Data extracts
______

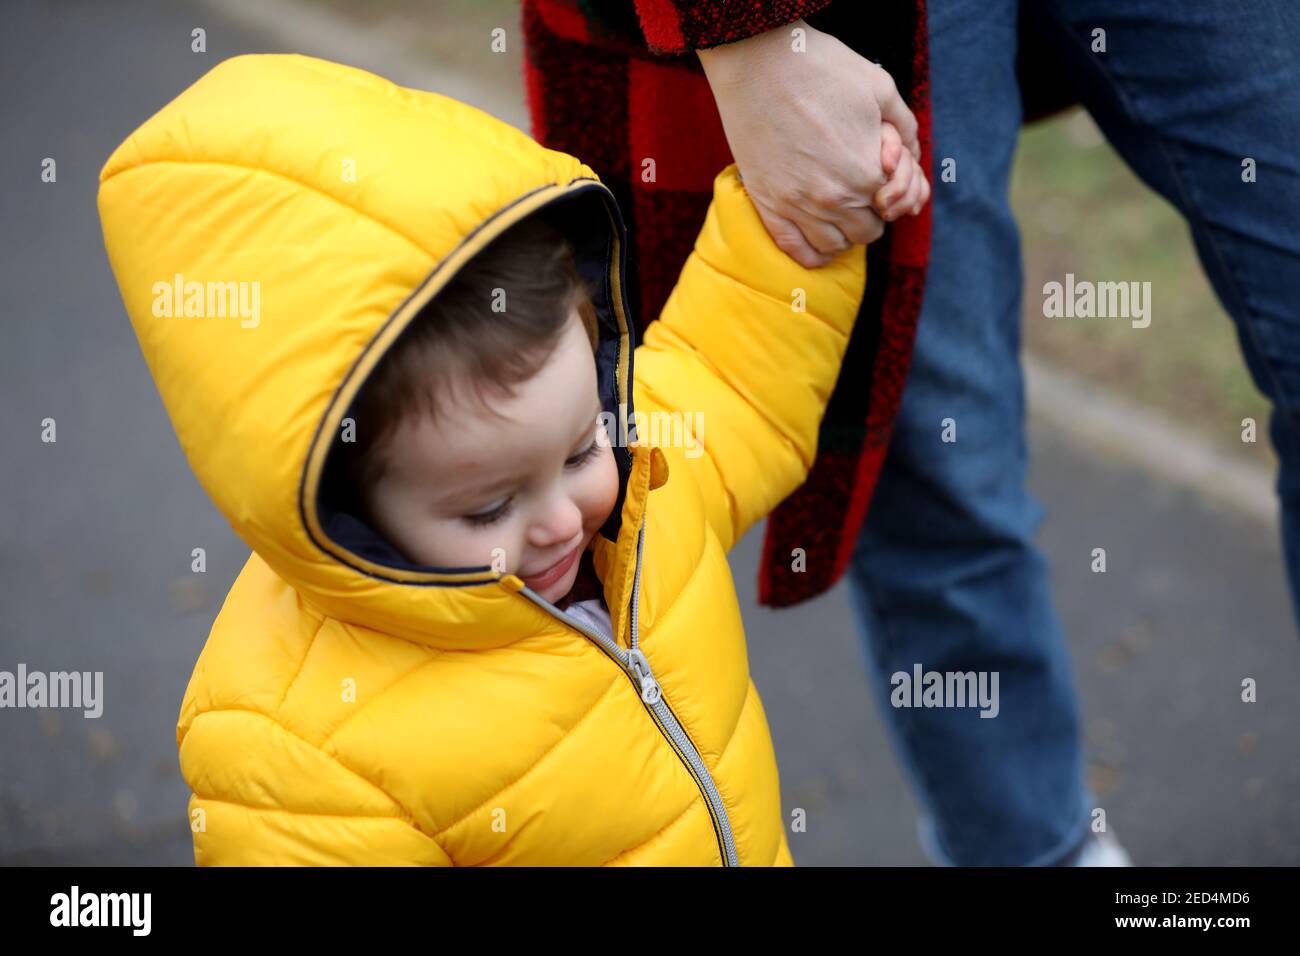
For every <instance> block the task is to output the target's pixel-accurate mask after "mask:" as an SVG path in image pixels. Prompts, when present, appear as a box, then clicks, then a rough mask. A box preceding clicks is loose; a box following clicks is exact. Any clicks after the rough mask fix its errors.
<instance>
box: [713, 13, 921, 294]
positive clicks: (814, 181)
mask: <svg viewBox="0 0 1300 956" xmlns="http://www.w3.org/2000/svg"><path fill="white" fill-rule="evenodd" d="M794 27H801V29H802V30H803V31H805V40H806V44H805V48H803V49H802V51H796V49H794V48H793V43H792V33H790V31H792V30H793V29H794ZM697 55H698V56H699V62H701V65H702V66H703V69H705V75H706V77H707V78H708V86H710V88H711V90H712V94H714V99H715V101H716V103H718V112H719V114H720V116H722V121H723V130H724V133H725V134H727V143H728V146H731V151H732V155H733V156H735V157H736V165H737V166H738V168H740V172H741V177H742V178H744V181H745V189H746V191H748V193H749V195H750V199H753V202H754V207H755V208H757V209H758V213H759V217H761V219H762V220H763V225H766V226H767V232H768V233H771V235H772V239H774V241H775V242H776V245H777V246H779V247H780V248H781V250H784V251H785V252H787V254H788V255H789V256H790V258H793V259H794V260H796V261H798V263H800V264H801V265H803V267H806V268H816V267H819V265H826V264H827V263H829V261H831V258H832V256H835V255H836V254H837V252H841V251H842V250H845V248H848V247H849V246H850V245H853V243H862V245H866V243H870V242H875V241H876V239H879V238H880V234H881V233H883V232H884V222H883V220H881V217H880V215H879V212H878V209H876V208H874V204H872V200H874V199H875V198H876V194H878V193H879V191H880V190H881V187H883V186H885V181H887V179H888V178H889V177H888V173H887V172H885V170H884V169H883V166H881V138H880V137H881V121H885V122H888V124H891V125H893V126H894V127H896V129H897V131H898V135H900V139H901V143H902V146H904V147H905V148H906V150H907V151H909V152H910V153H911V156H913V159H914V160H919V159H920V146H919V143H918V140H917V118H915V117H914V116H913V113H911V111H910V109H909V108H907V105H906V104H905V103H904V101H902V98H901V96H900V95H898V88H897V87H896V86H894V82H893V78H892V77H891V75H889V74H888V73H887V72H885V70H883V69H881V68H880V66H876V65H875V64H874V62H871V61H870V60H867V59H865V57H862V56H859V55H858V53H855V52H854V51H852V49H850V48H849V47H846V46H845V44H844V43H841V42H840V40H837V39H836V38H835V36H831V35H829V34H826V33H822V31H820V30H816V29H814V27H811V26H809V25H807V23H806V22H803V21H802V20H797V21H794V22H793V23H789V25H787V26H784V27H777V29H775V30H768V31H767V33H764V34H759V35H757V36H750V38H748V39H744V40H740V42H737V43H728V44H724V46H720V47H711V48H708V49H701V51H698V52H697ZM919 172H920V170H919V165H918V166H915V173H914V174H919ZM924 194H926V196H927V198H928V185H927V186H926V187H924ZM884 208H887V207H885V206H880V207H879V209H881V211H883V209H884Z"/></svg>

______

Rewrite everything from the start of the records down through the line containing "positive clicks: (814, 181)", swapping "rough" for "coarse" and leaving all else unchanged, and omit the pictures from your answer.

For every <instance> block the task is to output the target's pixel-accurate mask after "mask:" as an SVG path in image pixels. Prompts, when present, appear as a box, then clicks, then a coarse mask. A box preceding clicks is loose; a box following clicks is exact. Any clicks after the coarse mask fix its errors.
<instance>
box: [713, 13, 921, 294]
positive clicks: (814, 181)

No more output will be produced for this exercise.